Source data:
▽

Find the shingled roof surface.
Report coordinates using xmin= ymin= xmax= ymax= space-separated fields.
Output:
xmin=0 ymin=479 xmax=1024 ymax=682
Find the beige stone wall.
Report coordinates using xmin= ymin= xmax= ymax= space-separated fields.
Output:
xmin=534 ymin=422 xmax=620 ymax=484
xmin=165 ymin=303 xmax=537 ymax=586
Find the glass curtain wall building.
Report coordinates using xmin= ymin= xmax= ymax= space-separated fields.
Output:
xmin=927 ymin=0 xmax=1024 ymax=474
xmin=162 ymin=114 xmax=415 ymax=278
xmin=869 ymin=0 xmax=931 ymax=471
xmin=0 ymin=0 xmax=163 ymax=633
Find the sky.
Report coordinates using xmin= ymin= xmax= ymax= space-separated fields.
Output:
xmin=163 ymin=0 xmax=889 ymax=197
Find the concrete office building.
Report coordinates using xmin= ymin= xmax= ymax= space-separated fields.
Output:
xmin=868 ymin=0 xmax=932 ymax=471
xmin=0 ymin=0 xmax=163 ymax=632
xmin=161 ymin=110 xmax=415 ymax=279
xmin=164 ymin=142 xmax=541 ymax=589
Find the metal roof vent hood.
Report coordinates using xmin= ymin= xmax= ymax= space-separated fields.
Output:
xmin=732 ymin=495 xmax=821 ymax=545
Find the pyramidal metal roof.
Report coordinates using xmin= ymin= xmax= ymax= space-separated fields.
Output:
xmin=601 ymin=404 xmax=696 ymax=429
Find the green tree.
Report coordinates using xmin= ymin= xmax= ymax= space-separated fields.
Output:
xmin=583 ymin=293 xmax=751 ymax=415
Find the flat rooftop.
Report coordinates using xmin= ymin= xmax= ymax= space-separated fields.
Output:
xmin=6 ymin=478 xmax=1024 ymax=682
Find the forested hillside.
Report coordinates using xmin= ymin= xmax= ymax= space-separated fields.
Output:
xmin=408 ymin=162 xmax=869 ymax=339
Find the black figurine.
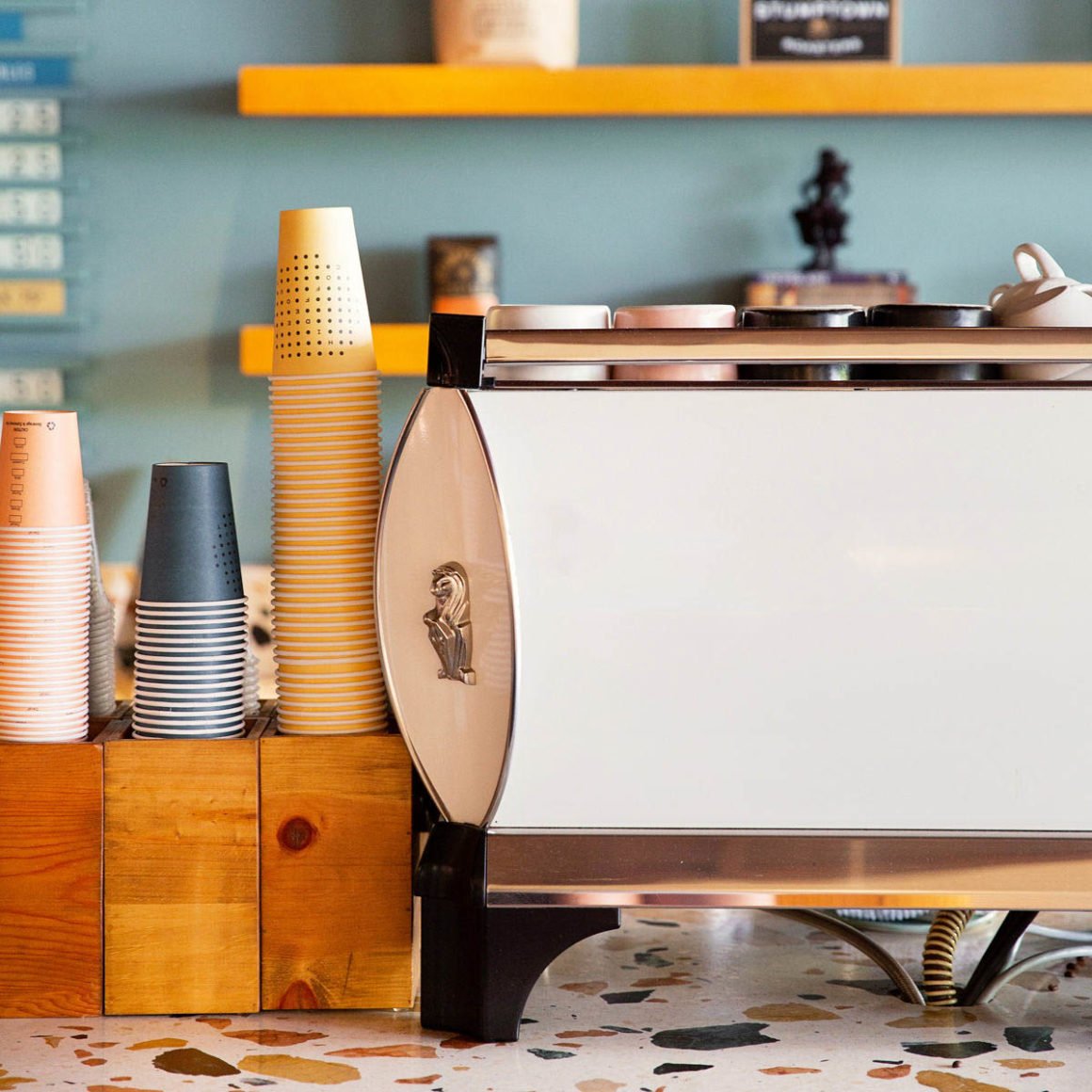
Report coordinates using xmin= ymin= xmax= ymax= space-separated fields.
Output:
xmin=793 ymin=148 xmax=849 ymax=271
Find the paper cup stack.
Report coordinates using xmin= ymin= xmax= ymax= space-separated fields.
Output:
xmin=134 ymin=463 xmax=247 ymax=739
xmin=0 ymin=410 xmax=90 ymax=743
xmin=270 ymin=209 xmax=388 ymax=735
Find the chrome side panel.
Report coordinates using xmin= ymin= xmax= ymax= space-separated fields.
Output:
xmin=376 ymin=388 xmax=514 ymax=826
xmin=486 ymin=831 xmax=1092 ymax=909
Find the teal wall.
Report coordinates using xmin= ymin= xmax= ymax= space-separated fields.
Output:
xmin=69 ymin=0 xmax=1092 ymax=562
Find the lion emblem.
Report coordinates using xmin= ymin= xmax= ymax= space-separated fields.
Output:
xmin=424 ymin=561 xmax=475 ymax=685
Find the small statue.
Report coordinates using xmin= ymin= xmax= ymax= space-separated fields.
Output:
xmin=793 ymin=148 xmax=849 ymax=271
xmin=424 ymin=561 xmax=476 ymax=685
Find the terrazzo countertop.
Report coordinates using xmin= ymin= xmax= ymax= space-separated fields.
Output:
xmin=0 ymin=910 xmax=1092 ymax=1092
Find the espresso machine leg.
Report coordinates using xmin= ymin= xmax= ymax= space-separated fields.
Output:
xmin=416 ymin=822 xmax=620 ymax=1043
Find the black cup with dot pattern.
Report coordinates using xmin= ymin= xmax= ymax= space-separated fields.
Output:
xmin=139 ymin=463 xmax=243 ymax=602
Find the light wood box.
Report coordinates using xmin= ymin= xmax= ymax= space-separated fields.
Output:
xmin=261 ymin=732 xmax=414 ymax=1009
xmin=0 ymin=704 xmax=414 ymax=1017
xmin=103 ymin=717 xmax=267 ymax=1016
xmin=0 ymin=719 xmax=120 ymax=1017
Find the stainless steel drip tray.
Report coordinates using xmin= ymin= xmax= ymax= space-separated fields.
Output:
xmin=486 ymin=828 xmax=1092 ymax=909
xmin=484 ymin=327 xmax=1092 ymax=369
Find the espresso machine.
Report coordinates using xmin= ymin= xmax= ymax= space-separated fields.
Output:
xmin=377 ymin=315 xmax=1092 ymax=1039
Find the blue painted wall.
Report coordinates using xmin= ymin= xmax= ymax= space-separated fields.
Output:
xmin=70 ymin=0 xmax=1092 ymax=561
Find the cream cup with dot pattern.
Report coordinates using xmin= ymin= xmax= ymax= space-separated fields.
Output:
xmin=273 ymin=207 xmax=376 ymax=376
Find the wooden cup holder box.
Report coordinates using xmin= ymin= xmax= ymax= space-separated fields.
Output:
xmin=0 ymin=704 xmax=414 ymax=1017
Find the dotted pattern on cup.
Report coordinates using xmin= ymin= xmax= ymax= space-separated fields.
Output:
xmin=273 ymin=250 xmax=371 ymax=358
xmin=213 ymin=504 xmax=243 ymax=599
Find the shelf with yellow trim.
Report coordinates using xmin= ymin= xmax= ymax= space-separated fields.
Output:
xmin=238 ymin=62 xmax=1092 ymax=118
xmin=239 ymin=322 xmax=428 ymax=376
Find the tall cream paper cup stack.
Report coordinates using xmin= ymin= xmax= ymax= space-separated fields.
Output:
xmin=270 ymin=209 xmax=388 ymax=735
xmin=0 ymin=410 xmax=90 ymax=743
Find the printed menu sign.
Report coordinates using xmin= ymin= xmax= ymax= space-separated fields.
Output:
xmin=739 ymin=0 xmax=899 ymax=64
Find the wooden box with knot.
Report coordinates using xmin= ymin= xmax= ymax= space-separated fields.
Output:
xmin=0 ymin=705 xmax=414 ymax=1017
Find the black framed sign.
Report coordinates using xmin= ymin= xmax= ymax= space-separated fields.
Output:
xmin=739 ymin=0 xmax=899 ymax=64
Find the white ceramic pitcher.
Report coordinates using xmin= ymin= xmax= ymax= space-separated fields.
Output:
xmin=989 ymin=243 xmax=1092 ymax=327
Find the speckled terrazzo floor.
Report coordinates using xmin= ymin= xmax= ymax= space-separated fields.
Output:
xmin=0 ymin=910 xmax=1092 ymax=1092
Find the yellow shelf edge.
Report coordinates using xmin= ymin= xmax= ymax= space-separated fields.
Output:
xmin=239 ymin=322 xmax=428 ymax=376
xmin=238 ymin=62 xmax=1092 ymax=118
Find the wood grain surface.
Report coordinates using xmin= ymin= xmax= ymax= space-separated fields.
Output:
xmin=104 ymin=731 xmax=259 ymax=1013
xmin=0 ymin=743 xmax=103 ymax=1017
xmin=261 ymin=732 xmax=412 ymax=1009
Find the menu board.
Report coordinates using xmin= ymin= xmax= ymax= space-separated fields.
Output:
xmin=739 ymin=0 xmax=899 ymax=64
xmin=0 ymin=0 xmax=87 ymax=323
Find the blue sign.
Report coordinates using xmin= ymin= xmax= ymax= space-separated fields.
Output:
xmin=0 ymin=11 xmax=23 ymax=41
xmin=0 ymin=56 xmax=72 ymax=88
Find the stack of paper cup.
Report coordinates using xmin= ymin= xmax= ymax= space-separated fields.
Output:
xmin=270 ymin=209 xmax=388 ymax=735
xmin=134 ymin=463 xmax=247 ymax=739
xmin=0 ymin=410 xmax=90 ymax=743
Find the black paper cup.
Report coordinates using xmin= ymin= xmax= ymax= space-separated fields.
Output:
xmin=139 ymin=463 xmax=243 ymax=603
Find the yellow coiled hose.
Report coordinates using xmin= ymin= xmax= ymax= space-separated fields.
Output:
xmin=922 ymin=909 xmax=971 ymax=1007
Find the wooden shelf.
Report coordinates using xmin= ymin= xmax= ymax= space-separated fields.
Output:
xmin=238 ymin=62 xmax=1092 ymax=118
xmin=239 ymin=322 xmax=428 ymax=376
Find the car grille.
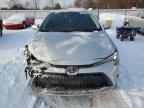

△

Short problem: Filter the rows above and copy each line that contains the string "with", treating uppercase and lowercase letters as distinct.

Solution to this problem:
Find the black cup with dot pattern.
Find the cream cup with dot pattern.
Find the shelf with yellow trim.
Find the wooden box with knot.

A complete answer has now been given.